Aim of the task: Look through the listing below for the string "hair". Show each line where it occurs.

Supplied data:
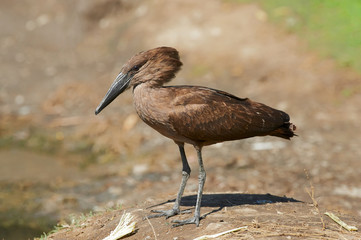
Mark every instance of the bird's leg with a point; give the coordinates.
(186, 170)
(201, 178)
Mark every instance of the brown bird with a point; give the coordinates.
(196, 115)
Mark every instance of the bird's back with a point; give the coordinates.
(209, 116)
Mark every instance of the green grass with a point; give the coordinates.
(331, 27)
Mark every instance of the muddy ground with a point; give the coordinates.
(58, 59)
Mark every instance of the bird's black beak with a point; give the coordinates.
(118, 86)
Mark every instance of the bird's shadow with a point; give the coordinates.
(221, 200)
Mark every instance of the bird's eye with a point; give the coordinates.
(136, 67)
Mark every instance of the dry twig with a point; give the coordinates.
(311, 193)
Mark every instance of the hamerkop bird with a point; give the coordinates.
(196, 115)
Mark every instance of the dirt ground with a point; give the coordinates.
(58, 59)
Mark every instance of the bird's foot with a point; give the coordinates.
(167, 213)
(193, 220)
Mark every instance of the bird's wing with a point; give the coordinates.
(205, 114)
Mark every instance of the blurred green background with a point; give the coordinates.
(331, 27)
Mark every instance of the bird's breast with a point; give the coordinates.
(152, 106)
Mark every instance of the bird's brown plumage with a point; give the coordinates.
(191, 114)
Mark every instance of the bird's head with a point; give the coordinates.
(155, 67)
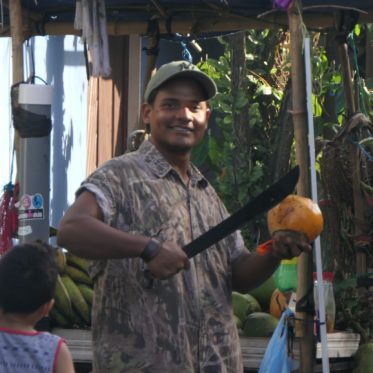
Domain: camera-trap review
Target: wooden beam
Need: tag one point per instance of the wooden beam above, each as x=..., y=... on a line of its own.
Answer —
x=134, y=84
x=15, y=16
x=195, y=26
x=304, y=324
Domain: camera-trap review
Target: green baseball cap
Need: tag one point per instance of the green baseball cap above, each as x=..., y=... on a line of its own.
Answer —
x=180, y=69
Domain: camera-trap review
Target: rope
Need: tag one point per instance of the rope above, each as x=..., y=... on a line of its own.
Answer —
x=361, y=103
x=185, y=51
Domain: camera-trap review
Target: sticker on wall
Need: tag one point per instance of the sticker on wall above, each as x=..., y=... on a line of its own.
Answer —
x=24, y=231
x=31, y=207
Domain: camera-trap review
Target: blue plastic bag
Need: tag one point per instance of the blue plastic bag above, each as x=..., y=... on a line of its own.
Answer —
x=276, y=358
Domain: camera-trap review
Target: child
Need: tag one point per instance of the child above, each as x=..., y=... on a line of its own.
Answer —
x=28, y=275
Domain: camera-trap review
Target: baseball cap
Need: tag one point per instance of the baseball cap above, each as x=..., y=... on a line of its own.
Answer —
x=180, y=69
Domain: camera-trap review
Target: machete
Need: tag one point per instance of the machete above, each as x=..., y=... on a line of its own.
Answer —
x=260, y=204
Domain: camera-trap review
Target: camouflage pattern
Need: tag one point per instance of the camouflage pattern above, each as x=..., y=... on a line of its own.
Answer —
x=183, y=324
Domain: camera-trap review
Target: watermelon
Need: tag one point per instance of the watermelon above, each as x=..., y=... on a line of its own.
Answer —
x=363, y=359
x=259, y=324
x=244, y=304
x=263, y=293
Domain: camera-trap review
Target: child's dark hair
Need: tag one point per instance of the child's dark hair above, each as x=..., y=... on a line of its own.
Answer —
x=28, y=276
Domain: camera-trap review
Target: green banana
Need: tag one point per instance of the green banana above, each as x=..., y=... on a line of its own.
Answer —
x=77, y=262
x=78, y=275
x=62, y=299
x=77, y=300
x=87, y=293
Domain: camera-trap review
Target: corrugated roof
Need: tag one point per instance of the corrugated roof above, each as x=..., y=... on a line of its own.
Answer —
x=186, y=17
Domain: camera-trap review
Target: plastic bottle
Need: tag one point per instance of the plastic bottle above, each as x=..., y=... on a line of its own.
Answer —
x=286, y=275
x=328, y=278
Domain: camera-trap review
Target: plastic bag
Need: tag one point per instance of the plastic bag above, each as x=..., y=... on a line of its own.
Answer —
x=276, y=358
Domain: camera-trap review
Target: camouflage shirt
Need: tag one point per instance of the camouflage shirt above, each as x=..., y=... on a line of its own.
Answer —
x=182, y=324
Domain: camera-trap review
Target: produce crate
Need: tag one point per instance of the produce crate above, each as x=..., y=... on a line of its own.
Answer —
x=340, y=345
x=79, y=342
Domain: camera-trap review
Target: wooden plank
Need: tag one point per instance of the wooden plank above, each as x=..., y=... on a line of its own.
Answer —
x=118, y=58
x=92, y=125
x=105, y=121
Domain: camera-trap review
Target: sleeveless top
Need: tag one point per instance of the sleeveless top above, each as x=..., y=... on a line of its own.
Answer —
x=182, y=324
x=29, y=352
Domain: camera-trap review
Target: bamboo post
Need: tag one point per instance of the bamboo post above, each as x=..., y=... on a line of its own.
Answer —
x=304, y=313
x=15, y=16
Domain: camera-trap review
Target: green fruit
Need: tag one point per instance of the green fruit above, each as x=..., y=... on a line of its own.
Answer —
x=263, y=293
x=364, y=359
x=244, y=304
x=259, y=324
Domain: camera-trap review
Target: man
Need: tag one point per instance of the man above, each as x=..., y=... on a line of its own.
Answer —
x=133, y=215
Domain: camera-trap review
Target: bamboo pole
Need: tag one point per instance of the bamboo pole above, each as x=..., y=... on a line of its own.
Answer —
x=15, y=16
x=304, y=314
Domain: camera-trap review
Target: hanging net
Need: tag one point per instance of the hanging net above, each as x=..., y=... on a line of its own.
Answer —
x=8, y=216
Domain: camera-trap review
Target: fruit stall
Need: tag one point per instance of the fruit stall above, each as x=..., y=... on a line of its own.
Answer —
x=256, y=316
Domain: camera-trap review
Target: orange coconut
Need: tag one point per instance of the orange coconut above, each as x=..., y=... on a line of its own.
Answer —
x=296, y=213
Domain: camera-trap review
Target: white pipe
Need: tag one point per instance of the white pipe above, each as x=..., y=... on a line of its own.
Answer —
x=317, y=245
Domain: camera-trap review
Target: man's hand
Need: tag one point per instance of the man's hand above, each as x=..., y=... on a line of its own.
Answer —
x=287, y=244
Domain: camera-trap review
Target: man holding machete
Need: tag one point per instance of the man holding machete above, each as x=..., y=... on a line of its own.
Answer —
x=133, y=216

Answer space:
Target: child's dark hair
Need: tag one point per instance of the child's dark hair above, each as x=..., y=... on a line of its own.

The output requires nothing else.